[Point placement items]
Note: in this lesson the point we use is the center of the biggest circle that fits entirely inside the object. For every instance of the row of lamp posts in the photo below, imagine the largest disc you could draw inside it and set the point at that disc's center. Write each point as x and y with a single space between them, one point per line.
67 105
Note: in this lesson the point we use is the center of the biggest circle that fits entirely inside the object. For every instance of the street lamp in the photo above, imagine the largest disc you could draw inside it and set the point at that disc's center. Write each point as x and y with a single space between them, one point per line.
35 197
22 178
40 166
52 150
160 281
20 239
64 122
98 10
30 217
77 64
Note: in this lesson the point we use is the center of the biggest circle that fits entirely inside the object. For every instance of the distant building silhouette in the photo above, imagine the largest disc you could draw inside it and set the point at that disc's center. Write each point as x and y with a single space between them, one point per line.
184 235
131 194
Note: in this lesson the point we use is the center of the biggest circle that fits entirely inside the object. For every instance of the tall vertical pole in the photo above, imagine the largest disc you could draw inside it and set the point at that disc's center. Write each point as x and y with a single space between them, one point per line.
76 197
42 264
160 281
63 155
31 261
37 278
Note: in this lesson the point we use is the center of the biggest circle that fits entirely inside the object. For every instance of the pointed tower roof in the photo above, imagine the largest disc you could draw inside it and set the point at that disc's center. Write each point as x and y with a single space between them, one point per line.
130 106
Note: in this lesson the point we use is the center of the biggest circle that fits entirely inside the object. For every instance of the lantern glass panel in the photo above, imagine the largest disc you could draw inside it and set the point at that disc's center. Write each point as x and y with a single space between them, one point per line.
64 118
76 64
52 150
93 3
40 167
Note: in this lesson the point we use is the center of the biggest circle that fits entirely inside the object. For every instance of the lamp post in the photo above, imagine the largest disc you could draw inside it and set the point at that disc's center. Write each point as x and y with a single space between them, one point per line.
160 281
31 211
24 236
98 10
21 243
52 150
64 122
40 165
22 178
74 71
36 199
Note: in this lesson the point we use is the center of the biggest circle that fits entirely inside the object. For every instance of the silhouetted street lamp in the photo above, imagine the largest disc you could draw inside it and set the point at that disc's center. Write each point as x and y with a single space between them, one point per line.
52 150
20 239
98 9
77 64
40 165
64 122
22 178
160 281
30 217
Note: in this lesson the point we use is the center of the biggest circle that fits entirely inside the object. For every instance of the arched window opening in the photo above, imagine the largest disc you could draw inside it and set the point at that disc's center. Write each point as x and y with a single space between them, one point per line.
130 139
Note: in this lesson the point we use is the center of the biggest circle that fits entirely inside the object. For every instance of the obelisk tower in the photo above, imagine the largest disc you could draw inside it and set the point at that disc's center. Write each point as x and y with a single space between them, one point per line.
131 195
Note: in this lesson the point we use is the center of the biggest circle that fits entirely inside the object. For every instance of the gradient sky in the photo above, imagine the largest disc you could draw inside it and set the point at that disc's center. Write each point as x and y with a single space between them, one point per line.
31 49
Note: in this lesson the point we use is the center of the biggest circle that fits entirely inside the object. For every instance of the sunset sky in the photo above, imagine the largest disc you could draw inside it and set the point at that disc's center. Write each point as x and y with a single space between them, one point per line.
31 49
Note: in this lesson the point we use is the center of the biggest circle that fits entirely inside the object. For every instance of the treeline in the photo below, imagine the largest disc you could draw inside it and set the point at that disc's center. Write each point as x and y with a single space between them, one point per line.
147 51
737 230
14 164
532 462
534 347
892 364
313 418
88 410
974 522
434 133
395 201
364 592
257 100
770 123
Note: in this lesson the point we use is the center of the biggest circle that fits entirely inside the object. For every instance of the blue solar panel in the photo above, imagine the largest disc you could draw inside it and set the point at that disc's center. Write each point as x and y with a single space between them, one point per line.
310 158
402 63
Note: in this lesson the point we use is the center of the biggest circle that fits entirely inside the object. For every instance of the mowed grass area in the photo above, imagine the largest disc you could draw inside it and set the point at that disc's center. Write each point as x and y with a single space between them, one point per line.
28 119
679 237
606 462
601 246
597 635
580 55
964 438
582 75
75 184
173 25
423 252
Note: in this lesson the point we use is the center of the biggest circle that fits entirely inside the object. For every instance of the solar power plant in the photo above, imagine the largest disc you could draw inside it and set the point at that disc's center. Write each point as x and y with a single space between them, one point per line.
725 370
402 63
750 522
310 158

## Exercise goal
Lay out the stretch from the item containing "of the mowed" through the last item as a two-column CSV with the columns item_text and item_answer. Give one row per item, with its text and its answer each in a single quoted field and line breaks replaced by spaces.

## In response
item_text,item_answer
"Note: in this lesson the point we use is the center of the biggest circle that fits entirely inside the object. For every instance of the mowed grass area in the photo above, imagine the largest disc you could draw inside it and set the point at that disc's center. Write each point as x and y with a single space between them, one point per line.","28 119 679 237 606 462 601 246 597 635 580 55 964 438 582 75 75 184 173 25 423 252"
"Note: in this lesson the point we use is the center of the biggest circle that fits entirely inside the object. For every instance of the solar power plant in the photo above, imagine the largest disc you could draw inside it and set the point at that disc's center. Write each point as x and y with a single space between them, one point per line.","725 370 402 63 750 522 310 158"